PROBLEM TO SOLVE
The full listing, start to finish: write it out again exactly.

DATASET RECORDS

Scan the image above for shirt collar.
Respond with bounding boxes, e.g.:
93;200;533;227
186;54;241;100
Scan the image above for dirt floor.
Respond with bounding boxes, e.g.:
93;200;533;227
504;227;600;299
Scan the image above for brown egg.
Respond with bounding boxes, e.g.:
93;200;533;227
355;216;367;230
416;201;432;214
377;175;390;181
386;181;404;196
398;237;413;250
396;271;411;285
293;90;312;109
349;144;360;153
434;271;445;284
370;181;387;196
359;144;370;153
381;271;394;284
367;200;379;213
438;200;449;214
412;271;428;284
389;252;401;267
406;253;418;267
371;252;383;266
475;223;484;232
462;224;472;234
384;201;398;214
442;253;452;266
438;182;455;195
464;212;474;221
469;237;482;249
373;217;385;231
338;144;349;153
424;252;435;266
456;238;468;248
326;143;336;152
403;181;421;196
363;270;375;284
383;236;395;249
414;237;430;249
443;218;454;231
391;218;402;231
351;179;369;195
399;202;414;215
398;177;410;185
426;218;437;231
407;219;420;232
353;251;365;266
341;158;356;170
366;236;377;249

RESPONSE
Scan the image above for shirt collar.
Respond with bounding boxes, e.g.:
93;200;533;227
186;54;241;100
Scan the image above for dirt floor.
Respond with bounding boxes, e.g.:
93;200;533;227
504;227;600;299
Scan the image above for brown egg.
Respond with bounding boxes, e.g.:
93;200;533;227
355;216;367;230
416;201;432;214
377;175;390;181
386;181;404;196
398;237;413;250
396;271;411;285
293;90;312;109
349;144;360;153
434;271;445;284
370;181;387;196
359;144;370;153
381;271;394;284
367;200;379;213
438;200;449;214
412;271;428;284
389;252;401;267
406;253;418;267
371;252;383;266
475;223;484;232
462;224;472;234
384;201;398;214
442;253;452;266
438;182;455;195
464;212;474;221
469;237;482;249
373;217;385;231
338;144;349;153
424;252;435;266
456;238;468;248
326;143;336;152
403;181;421;196
363;270;375;284
383;236;395;249
414;237;430;249
443;218;454;231
391;218;402;231
351;179;369;195
399;202;414;215
398;177;410;185
426;218;437;231
407;219;420;232
353;251;365;266
341;158;356;170
366;236;377;249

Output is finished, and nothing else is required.